DATA FOR THE TASK
● ● ● ● ●

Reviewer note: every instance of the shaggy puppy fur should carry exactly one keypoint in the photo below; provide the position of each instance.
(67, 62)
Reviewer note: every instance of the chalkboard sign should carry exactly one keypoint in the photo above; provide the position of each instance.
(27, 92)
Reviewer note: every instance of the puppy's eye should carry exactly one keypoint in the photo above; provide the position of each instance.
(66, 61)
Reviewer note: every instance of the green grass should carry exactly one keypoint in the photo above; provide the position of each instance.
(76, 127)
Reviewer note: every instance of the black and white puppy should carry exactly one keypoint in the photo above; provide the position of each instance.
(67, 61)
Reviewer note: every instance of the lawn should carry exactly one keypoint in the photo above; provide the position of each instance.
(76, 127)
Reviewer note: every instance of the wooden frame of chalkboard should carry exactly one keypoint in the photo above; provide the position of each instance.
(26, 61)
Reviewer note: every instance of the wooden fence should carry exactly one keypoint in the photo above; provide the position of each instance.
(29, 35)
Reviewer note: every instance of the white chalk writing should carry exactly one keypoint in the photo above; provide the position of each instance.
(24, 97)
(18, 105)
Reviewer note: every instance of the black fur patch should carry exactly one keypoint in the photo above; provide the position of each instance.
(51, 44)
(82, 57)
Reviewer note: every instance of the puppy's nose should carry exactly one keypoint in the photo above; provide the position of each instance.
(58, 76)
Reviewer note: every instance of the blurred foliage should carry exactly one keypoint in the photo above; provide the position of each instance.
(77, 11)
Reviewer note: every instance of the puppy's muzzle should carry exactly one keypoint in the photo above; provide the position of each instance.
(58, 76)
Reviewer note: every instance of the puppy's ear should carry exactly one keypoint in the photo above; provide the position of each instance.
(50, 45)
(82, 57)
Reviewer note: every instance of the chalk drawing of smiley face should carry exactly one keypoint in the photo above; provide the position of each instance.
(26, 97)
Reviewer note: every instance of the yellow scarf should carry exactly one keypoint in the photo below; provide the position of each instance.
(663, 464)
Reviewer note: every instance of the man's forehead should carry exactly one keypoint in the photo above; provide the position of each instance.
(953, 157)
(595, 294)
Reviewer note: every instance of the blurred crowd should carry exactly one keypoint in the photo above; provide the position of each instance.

● ● ● ● ●

Lines from the one containing "Reviewer note: every instance of the man's" to the end of the data are to be printed exactly, including the first and last.

Reviewer note: every instance of the man's forehead should carry exactly one keypoint in the photo above; provide the position of each instance.
(953, 157)
(595, 294)
Reviewer note: every instance of the blurred crowd should carry exactly one keypoint in the photo above; provide the position of each instance.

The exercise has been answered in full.